--- TO DO ---
Update the entries from the start through the line with "382;0;700;404" by changing "loaded" to "opened" and leaving everything else as it is. Give back only those lines, without the pictures.

--- SOURCE RECORDS ---
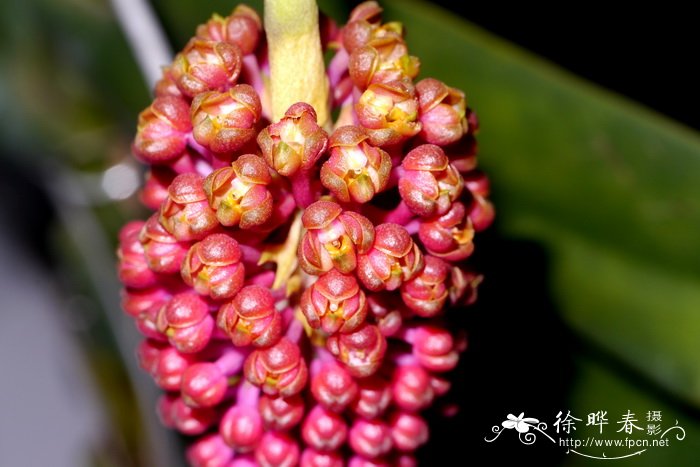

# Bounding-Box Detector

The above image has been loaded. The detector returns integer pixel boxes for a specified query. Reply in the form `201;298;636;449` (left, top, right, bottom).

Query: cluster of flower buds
118;1;494;467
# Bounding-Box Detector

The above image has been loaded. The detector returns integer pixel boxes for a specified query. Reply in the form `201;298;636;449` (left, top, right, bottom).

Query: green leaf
564;355;700;467
382;0;700;404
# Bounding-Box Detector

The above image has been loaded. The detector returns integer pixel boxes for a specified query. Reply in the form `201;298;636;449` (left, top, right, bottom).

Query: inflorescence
118;2;494;467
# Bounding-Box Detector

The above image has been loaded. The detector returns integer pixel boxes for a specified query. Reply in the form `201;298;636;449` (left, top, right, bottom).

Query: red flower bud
409;326;459;372
301;405;348;451
349;33;420;90
357;223;423;291
299;448;345;467
392;365;435;412
204;154;273;229
464;170;495;232
117;221;158;289
450;266;484;305
399;144;463;217
150;347;194;391
219;404;264;452
297;201;374;275
157;292;214;353
136;308;168;341
311;362;357;413
326;323;386;378
197;5;262;55
349;418;392;459
185;433;233;467
416;78;467;146
401;255;450;318
255;431;299;467
301;269;367;334
244;337;308;397
132;96;192;164
389;412;428;452
355;80;421;146
258;394;304;431
342;1;382;53
139;213;189;274
158;394;218;436
321;126;391;203
352;376;391;419
179;362;228;407
418;201;474;261
170;38;242;97
258;102;328;177
217;285;283;347
192;84;262;154
159;173;219;242
181;233;245;300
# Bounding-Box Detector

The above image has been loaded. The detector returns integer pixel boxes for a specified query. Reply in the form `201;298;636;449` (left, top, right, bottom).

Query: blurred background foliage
0;0;700;466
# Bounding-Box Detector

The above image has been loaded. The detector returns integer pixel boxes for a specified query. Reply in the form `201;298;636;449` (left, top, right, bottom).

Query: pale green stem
265;0;330;126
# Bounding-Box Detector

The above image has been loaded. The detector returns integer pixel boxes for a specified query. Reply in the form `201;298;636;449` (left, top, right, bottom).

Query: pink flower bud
409;325;459;372
159;173;219;242
389;412;428;452
150;347;194;391
181;233;245;300
299;448;345;467
139;166;175;211
136;339;168;373
135;308;168;342
349;33;420;90
357;223;423;292
157;292;214;353
186;433;233;467
117;221;158;289
192;84;262;154
401;255;450;318
321;126;391;203
121;287;172;318
197;5;262;55
255;431;299;467
342;1;382;53
180;362;228;407
204;154;273;229
297;201;374;275
301;269;367;334
301;405;348;451
219;404;264;452
132;96;192;164
349;418;392;459
170;38;242;97
139;213;189;274
217;285;283;347
399;144;463;217
153;66;183;99
326;323;386;378
311;362;357;413
158;394;218;436
392;365;435;412
416;78;467;146
450;266;484;305
418;201;474;261
464;171;495;232
355;80;421;147
258;102;328;177
244;337;308;397
352;376;392;419
258;394;304;431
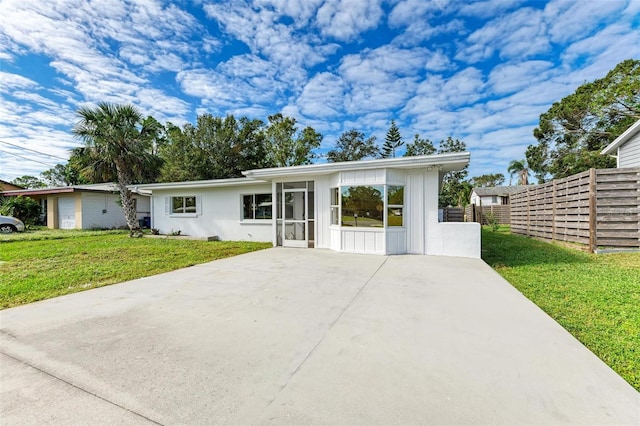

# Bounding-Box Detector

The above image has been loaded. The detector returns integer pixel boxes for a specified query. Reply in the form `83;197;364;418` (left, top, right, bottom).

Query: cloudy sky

--- EXERCISE RESPONSE ---
# Bounding-Box Detector

The above image has been opened. The detector returns integer pixel boxes for a specified query. Reply in the form `201;298;636;449` (left, top, right, bottom).

Query: cluster of flower buds
118;1;494;467
# Bounding-Box Detector

The above image has been opened. The detector returns integer pixel boxes for a specified query. Reply in the form `201;298;636;449` (left, top, right, bottom).

Query: green leaf
564;355;700;467
382;0;700;404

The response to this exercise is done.